##### Given records

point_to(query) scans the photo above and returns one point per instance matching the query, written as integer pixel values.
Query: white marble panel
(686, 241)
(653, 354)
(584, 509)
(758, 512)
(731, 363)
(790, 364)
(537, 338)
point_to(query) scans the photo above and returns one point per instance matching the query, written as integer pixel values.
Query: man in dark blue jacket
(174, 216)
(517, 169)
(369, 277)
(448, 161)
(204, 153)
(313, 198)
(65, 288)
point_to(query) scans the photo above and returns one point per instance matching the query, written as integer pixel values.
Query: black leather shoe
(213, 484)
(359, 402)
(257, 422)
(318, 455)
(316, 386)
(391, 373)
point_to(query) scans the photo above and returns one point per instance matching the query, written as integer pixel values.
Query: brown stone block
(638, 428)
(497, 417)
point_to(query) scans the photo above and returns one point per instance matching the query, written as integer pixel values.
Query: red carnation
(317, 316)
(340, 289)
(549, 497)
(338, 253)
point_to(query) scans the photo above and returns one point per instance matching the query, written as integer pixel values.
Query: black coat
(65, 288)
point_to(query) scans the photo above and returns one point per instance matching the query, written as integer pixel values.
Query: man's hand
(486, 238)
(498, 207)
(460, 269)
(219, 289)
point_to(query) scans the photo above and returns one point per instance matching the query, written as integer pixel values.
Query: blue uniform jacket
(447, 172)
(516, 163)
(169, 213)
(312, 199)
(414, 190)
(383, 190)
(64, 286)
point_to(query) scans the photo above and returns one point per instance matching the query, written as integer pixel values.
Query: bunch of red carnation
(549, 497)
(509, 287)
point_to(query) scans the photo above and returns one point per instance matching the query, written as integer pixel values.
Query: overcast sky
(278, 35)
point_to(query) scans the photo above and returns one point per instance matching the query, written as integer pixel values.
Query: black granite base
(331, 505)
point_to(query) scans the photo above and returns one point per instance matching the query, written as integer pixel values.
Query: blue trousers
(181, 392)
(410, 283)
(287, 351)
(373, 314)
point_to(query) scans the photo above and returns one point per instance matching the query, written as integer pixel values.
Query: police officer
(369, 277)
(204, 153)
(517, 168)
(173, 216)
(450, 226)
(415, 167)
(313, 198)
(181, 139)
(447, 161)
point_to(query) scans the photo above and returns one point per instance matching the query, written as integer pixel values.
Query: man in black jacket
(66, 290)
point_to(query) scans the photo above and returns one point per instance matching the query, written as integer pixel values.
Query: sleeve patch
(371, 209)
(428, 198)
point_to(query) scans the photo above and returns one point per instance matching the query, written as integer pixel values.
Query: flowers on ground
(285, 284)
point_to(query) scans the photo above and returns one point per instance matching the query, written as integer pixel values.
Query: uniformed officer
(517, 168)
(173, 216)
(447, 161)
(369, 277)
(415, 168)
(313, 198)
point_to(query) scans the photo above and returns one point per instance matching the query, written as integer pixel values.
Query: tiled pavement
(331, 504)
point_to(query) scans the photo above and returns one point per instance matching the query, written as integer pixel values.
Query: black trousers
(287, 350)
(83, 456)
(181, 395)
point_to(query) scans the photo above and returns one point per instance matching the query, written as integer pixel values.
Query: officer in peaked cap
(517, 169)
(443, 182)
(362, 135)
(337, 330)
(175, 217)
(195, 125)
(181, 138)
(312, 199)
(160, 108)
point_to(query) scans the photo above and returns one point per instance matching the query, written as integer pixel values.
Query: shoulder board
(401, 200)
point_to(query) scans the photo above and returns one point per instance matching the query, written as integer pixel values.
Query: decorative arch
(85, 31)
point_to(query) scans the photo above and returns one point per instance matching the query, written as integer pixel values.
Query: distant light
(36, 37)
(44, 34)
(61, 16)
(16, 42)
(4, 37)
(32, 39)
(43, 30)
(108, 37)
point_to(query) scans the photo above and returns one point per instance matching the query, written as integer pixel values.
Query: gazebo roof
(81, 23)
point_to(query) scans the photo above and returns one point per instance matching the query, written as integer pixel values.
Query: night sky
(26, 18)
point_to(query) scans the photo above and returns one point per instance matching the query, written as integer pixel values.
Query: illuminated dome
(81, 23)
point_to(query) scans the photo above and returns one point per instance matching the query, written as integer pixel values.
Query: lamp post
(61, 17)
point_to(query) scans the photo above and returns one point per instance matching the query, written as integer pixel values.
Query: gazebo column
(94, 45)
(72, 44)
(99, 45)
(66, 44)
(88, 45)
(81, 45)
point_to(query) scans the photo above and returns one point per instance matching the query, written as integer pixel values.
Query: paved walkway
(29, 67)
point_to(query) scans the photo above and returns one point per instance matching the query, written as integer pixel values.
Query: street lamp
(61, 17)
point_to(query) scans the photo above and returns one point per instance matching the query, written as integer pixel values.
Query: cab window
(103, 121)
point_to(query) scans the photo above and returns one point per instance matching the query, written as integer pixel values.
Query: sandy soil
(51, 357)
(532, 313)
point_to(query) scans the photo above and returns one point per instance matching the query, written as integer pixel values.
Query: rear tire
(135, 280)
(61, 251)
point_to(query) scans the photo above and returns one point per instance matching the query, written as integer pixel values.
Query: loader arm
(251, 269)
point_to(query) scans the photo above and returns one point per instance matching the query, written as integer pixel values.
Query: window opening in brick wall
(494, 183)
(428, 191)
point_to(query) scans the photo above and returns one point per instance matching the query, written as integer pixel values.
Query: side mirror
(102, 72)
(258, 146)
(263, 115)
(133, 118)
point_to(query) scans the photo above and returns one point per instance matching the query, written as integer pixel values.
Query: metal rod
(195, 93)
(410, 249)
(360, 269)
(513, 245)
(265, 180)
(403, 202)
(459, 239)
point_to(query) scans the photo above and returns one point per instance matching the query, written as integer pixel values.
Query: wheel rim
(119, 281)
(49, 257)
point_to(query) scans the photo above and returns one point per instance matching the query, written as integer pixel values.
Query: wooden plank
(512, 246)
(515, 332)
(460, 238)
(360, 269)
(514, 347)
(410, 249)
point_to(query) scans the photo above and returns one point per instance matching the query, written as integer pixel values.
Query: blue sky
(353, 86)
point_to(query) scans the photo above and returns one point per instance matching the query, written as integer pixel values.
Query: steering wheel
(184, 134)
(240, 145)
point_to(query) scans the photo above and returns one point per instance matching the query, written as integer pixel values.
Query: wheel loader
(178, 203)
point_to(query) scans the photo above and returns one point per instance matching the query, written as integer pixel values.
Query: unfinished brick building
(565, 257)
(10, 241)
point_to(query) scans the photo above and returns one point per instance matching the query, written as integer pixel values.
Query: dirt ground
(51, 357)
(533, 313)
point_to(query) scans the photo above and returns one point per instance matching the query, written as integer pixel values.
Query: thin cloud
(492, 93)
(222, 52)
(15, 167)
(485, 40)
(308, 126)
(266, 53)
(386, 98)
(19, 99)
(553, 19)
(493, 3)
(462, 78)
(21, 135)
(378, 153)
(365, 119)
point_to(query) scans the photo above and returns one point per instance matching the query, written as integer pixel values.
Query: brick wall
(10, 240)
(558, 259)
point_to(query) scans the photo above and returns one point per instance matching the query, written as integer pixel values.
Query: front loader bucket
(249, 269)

##########

• Work required
Can you restate every record above word for word?

• Result
point_to(query) scans the photo above and returns one point per instance matching the query, written as integer pixel values.
Query: white marble panel
(686, 241)
(653, 354)
(584, 509)
(758, 512)
(731, 363)
(790, 364)
(537, 338)
point_to(query) scans the photo above and returns one point per instance matching the query, written as integer pixel values.
Query: man in dark blue jacket
(174, 216)
(517, 169)
(369, 277)
(448, 161)
(204, 153)
(313, 198)
(65, 288)
point_to(query) scans the photo above and returns one point per instance matching the query, written as integer pixel values.
Query: black leather shoe
(213, 484)
(359, 402)
(257, 422)
(318, 455)
(316, 386)
(391, 373)
point_to(query) scans the photo above and returns one point per instance matching the query, written as integer pixel values.
Query: brown stone block
(638, 428)
(497, 417)
point_to(query) scans the photo above and returns one point per instance matching the query, written as integer pixel values.
Query: red carnation
(317, 316)
(340, 289)
(549, 497)
(338, 253)
point_to(query) scans the photo above and returns one point per instance matching the query, written as integer pixel values.
Query: black coat
(65, 288)
point_to(query) scans the photo above and returns one point per instance matching the query, written as integer pixel values.
Query: man's hand
(486, 238)
(498, 207)
(460, 269)
(219, 289)
point_to(query) scans the photo above and returns one point per instance matching the query, written as integer pixel values.
Query: blue uniform jacket
(447, 172)
(516, 163)
(169, 213)
(312, 199)
(414, 190)
(383, 190)
(64, 286)
point_to(query) scans the photo above and returns one point per instance matching the query, written as integer pixel values.
Query: bunch of red carnation
(549, 497)
(509, 287)
point_to(query) scans the photo above and returns one point per instance matching the query, written as integer pixel values.
Query: overcast sky
(278, 35)
point_to(query) scans the photo above and returns one point per instance matching the query, written as integer pixel values.
Query: black granite base
(331, 505)
point_to(query) scans the photo above and returns one point per instance matching the query, written as integer pixel values.
Query: blue trousers
(181, 392)
(410, 283)
(287, 351)
(373, 314)
point_to(query) scans the photo above and returns one point per instance matching the query, written as integer pixel values.
Query: police officer
(369, 277)
(204, 153)
(517, 168)
(173, 216)
(450, 226)
(415, 167)
(313, 198)
(181, 139)
(447, 161)
point_to(query) scans the photo above and returns one point per instance matching the query, written as integer pixel values.
Query: man in black jacket
(66, 290)
point_to(query) scans the photo above and returns one point per instance matching the query, written as integer pixel values.
Query: sleeve patch
(371, 209)
(428, 198)
point_to(query) scans the photo above and returns one point per instance matching the query, written as integer pixel values.
Query: flowers on ground
(285, 284)
point_to(query) scans the photo above and returns one point per instance matching the query, written as integer pixel values.
Query: uniformed officer
(517, 168)
(173, 216)
(447, 161)
(369, 277)
(415, 168)
(313, 198)
point_to(query) scans the photo above and returns one point per instance matching the query, written as integer pixel values.
Query: tiled pavement
(331, 504)
point_to(query) scans the photo above and returns one point per instance matching the query, written as integer pixel values.
Query: black trousers
(287, 350)
(83, 456)
(181, 395)
point_to(query) scans the photo above and returns one point per instance matching the query, written as integer pixel values.
Query: officer in peaked cap
(517, 169)
(443, 182)
(362, 135)
(337, 330)
(175, 217)
(195, 125)
(181, 138)
(312, 199)
(160, 108)
point_to(query) scans the photo above and returns one point per instance matching the query, written as integer pixel values.
Query: shoulder board
(401, 200)
point_to(query) scans the photo above and returns one point per instance matching the query, written as integer pixel values.
Query: decorative arch
(85, 31)
point_to(query) scans the photo above and returns one point per instance matching the query, written as integer pixel values.
Query: distant light
(36, 37)
(44, 34)
(61, 16)
(16, 42)
(4, 37)
(32, 39)
(43, 30)
(108, 37)
point_to(query) scans the photo above and returns one point per instance matching the query, written as integer pixel values.
Query: gazebo roof
(81, 23)
point_to(query) scans the photo above and returns one point per instance matching the query, written as integer pixel values.
Query: night sky
(26, 18)
point_to(query) scans the photo above and returns one point per instance matching the query, written as integer pixel values.
Query: illuminated dome
(81, 23)
point_to(query) scans the photo above and returns one point per instance matching the query, written as integer pixel values.
Query: lamp post
(61, 17)
point_to(query) scans the photo above and returns one point per instance matching the query, written as integer pixel values.
Query: gazebo column
(94, 45)
(72, 44)
(99, 45)
(66, 44)
(88, 45)
(81, 45)
point_to(query) scans the photo above and returns one point per instance matching the query, written as integer pixel values.
Query: paved walkway
(29, 67)
point_to(query) scans the photo above and returns one point per instance matching the query, written as integer pixel values.
Query: street lamp
(61, 17)
point_to(query) scans the photo above and returns one point per instance matching the query, written as integer pixel values.
Query: cab window
(103, 121)
point_to(query) scans the photo above and returns one point per instance matching the query, written as integer pixel values.
Query: sandy soil
(51, 357)
(532, 313)
point_to(query) scans the photo above and returns one point per instance matching the query, written as integer pixel values.
Query: rear tire
(135, 280)
(61, 251)
point_to(query) scans the photo above and returns one point per instance matching the query, written as integer pixel values.
Query: loader arm
(251, 269)
point_to(query) scans the photo above and returns one point per instance matching the query, written as integer pixel values.
Query: window opening in brick wall
(494, 183)
(428, 191)
point_to(query) scans the photo above and returns one point per instance matching the query, written as integer pixel values.
Query: side mirror
(102, 72)
(258, 146)
(263, 115)
(133, 118)
point_to(query) scans the photo above and returns one point per instance matching the query, written as integer pixel values.
Query: metal rod
(195, 93)
(410, 249)
(360, 269)
(513, 245)
(265, 180)
(403, 202)
(459, 239)
point_to(query) scans the photo above and returns one point per instance matching the query, written as integer pixel values.
Query: wheel rim
(119, 281)
(49, 257)
point_to(query) scans the photo above and returns one point per instance matching the query, written as integer pixel values.
Query: wooden plank
(512, 246)
(515, 332)
(460, 238)
(360, 269)
(514, 347)
(410, 249)
point_to(query) scans the photo above and returns one point per instance matching the query, written as integer pixel values.
Query: blue sky
(353, 86)
point_to(query) scans the photo above and returns one point per instance matching the query, written as integer pixel values.
Query: steering wheel
(184, 134)
(240, 145)
point_to(query) scans the photo above and returns one point per instance matching the query, written as integer pixel values.
Query: wheel loader
(178, 203)
point_to(query) scans the photo above and returns one point per instance matching the query, written as integer pixel values.
Query: unfinished brick building
(565, 257)
(10, 241)
point_to(query) scans the photo above and returns one point per instance matching the query, written as integer pixel values.
Query: dirt ground
(51, 357)
(533, 313)
point_to(query) scans the photo above and returns one point per instance matching the query, written as integer pixel values.
Query: thin cloud
(492, 93)
(222, 52)
(15, 167)
(485, 40)
(308, 126)
(266, 53)
(386, 98)
(19, 99)
(553, 19)
(493, 3)
(462, 78)
(21, 135)
(378, 153)
(365, 119)
point_to(query) scans the photo above and returns one point per instance matching the query, written as integer pixel values.
Query: brick wall
(10, 240)
(558, 259)
point_to(query) scans the photo above and returns one point per instance matching the query, written as integer pixel values.
Query: front loader bucket
(249, 269)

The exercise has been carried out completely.